◆ Problem statement ◆
Find each line in the rows below that contains the string "valued" and copy those lines. Case counts when you match.

◆ Recorded data ◆
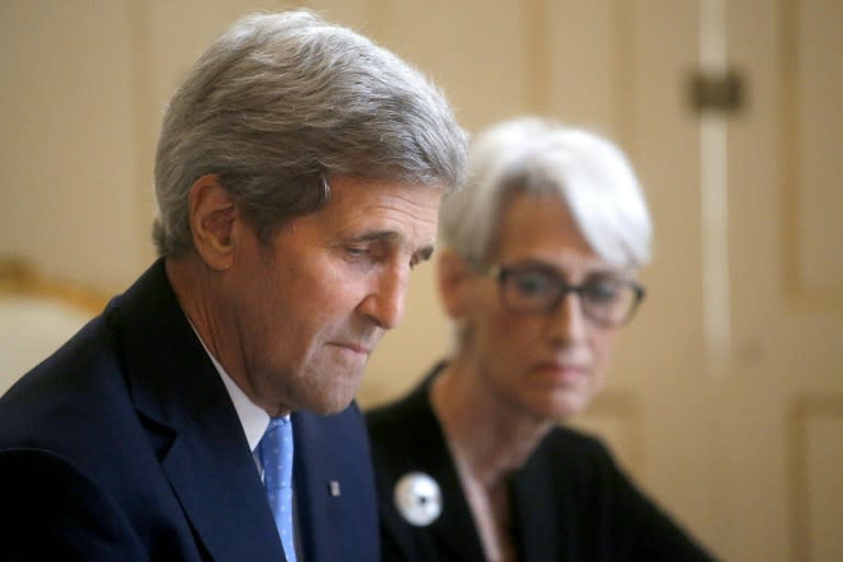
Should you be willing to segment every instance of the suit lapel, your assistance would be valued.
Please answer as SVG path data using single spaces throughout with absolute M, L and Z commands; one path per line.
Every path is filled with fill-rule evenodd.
* * *
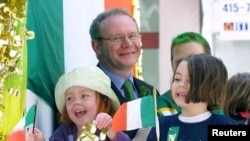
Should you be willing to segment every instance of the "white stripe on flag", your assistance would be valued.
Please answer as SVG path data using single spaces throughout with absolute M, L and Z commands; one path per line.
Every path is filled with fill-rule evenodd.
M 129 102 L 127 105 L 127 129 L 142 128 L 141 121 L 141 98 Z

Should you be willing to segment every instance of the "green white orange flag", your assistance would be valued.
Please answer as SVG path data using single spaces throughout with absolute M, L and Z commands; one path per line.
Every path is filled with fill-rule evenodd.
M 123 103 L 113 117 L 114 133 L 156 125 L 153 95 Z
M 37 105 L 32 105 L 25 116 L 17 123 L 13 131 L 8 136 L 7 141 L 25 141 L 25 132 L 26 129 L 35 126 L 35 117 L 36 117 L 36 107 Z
...
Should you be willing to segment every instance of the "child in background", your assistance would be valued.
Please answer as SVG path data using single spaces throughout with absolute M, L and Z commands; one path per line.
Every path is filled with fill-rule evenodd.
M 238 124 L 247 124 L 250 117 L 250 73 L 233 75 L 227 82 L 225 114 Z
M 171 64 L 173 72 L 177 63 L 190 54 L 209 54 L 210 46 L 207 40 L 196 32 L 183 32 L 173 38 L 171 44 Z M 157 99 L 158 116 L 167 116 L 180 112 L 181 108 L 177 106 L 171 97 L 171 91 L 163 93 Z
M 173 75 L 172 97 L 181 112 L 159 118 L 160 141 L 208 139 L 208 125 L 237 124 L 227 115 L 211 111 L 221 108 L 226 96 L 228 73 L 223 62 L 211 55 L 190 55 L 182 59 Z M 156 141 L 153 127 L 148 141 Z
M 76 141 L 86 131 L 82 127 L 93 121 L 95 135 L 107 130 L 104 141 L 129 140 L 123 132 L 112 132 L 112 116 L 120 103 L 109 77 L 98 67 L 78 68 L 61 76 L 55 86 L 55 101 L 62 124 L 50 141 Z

◆ Exercise answer ◆
Should you be willing to segment every instance of the suit lapel, your assistance would be valued.
Should you be willing to segment every instance of the "white stripe on flag", your assistance would be valued.
Should you be willing to segment every instance of the "green white orange flag", your assistance would be valued.
Should you be willing to segment every instance of the "child in background", your assistance would be valued.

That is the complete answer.